┌─ Records provided

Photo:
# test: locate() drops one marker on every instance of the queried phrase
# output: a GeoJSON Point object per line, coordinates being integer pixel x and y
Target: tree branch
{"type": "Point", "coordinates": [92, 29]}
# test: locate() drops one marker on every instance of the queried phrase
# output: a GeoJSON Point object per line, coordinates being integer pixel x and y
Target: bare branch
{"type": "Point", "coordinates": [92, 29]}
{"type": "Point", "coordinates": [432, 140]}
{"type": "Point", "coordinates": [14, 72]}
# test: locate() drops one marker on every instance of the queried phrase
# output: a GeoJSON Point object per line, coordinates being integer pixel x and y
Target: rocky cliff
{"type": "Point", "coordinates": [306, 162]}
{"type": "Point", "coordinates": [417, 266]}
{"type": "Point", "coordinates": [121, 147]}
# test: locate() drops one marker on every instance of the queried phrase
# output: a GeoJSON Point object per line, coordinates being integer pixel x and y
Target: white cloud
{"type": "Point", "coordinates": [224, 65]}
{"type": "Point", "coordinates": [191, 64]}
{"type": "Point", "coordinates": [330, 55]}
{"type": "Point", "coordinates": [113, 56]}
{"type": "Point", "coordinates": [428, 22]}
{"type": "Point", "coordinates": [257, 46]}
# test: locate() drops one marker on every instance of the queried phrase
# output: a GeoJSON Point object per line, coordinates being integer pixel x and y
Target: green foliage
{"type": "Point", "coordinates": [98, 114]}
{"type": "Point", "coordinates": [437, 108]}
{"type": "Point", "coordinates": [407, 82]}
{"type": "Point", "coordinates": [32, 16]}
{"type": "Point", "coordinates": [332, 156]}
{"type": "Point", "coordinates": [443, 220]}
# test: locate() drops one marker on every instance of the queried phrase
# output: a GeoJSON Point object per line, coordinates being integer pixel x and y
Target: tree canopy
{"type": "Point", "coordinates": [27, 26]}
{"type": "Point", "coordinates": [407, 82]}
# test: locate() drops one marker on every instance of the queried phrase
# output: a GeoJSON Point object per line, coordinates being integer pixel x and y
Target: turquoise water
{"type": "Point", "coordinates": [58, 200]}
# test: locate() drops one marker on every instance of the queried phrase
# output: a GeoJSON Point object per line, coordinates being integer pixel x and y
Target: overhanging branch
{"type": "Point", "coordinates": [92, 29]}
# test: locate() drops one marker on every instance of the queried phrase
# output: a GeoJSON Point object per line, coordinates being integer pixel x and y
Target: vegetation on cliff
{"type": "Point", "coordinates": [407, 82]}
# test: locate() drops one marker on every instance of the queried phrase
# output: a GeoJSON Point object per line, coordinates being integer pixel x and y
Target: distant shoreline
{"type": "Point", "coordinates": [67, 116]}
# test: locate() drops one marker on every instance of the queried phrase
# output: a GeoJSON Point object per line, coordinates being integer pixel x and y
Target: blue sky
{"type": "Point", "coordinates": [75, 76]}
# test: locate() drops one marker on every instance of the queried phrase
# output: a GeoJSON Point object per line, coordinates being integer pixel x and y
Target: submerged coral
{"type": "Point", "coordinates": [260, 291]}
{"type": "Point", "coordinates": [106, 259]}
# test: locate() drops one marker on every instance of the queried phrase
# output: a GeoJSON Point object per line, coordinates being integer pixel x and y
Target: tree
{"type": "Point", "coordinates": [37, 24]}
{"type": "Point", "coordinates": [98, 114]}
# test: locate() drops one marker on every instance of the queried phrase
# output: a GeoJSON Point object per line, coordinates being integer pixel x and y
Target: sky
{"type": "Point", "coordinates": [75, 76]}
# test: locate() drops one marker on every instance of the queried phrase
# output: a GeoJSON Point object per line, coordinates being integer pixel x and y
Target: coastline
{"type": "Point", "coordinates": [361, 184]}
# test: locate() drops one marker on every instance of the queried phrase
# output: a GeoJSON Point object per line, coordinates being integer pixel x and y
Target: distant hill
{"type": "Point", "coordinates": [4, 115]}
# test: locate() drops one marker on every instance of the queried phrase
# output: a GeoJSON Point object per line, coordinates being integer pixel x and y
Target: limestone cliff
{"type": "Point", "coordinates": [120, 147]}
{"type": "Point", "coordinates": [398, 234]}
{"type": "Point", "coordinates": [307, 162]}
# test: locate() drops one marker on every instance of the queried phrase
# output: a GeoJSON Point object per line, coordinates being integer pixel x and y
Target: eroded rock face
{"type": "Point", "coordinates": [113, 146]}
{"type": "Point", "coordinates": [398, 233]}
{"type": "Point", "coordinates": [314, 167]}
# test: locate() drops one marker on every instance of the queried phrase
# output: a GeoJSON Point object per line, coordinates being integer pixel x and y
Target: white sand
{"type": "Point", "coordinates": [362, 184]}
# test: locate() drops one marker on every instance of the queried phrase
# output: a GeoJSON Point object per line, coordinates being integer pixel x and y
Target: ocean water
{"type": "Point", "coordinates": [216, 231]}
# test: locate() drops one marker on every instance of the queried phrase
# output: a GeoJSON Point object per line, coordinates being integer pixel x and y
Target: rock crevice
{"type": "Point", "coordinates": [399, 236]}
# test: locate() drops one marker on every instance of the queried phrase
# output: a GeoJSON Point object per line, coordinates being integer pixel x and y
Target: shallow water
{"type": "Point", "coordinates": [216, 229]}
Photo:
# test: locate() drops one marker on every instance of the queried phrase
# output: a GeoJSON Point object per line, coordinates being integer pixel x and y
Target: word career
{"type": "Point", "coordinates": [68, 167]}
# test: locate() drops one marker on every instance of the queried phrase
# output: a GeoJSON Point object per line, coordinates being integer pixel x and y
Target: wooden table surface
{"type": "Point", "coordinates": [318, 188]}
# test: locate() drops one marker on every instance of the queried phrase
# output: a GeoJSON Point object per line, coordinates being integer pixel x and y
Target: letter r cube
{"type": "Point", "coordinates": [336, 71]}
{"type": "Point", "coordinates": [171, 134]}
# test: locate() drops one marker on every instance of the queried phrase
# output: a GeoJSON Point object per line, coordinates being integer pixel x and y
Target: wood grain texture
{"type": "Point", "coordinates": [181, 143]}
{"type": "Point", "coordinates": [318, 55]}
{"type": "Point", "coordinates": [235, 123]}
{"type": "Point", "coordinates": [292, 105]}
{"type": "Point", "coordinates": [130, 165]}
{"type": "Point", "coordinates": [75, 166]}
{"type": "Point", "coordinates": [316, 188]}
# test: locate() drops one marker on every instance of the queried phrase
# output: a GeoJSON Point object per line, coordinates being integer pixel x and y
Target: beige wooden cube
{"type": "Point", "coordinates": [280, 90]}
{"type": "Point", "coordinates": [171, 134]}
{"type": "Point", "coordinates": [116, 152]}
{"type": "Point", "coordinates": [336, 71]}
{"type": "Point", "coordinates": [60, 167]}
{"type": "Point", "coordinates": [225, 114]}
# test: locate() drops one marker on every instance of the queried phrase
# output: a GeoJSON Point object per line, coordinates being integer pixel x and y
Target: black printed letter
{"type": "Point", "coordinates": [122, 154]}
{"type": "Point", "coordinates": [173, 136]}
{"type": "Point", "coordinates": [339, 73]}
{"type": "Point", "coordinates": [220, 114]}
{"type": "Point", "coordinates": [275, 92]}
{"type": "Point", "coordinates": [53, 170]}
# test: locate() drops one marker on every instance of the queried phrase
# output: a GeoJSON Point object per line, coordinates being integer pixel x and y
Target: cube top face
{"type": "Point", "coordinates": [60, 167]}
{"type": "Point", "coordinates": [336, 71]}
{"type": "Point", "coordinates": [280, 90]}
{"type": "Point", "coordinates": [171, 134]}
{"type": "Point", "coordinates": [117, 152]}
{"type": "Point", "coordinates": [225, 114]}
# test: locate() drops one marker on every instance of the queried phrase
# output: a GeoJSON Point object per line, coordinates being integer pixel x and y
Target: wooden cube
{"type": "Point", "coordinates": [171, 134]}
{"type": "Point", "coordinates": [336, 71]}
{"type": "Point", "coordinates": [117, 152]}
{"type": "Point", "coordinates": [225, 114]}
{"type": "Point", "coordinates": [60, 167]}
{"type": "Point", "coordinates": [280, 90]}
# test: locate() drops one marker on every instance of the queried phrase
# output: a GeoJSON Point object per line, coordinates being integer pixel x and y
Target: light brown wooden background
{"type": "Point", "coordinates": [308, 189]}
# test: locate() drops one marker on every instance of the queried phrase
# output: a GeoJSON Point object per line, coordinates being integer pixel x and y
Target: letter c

└─

▸ **Exercise details**
Pull out every line of the items above that contains the word "wooden".

▸ **Exercise solution**
Target: wooden table surface
Target: beige wooden cube
Target: wooden cube
Target: light brown wooden background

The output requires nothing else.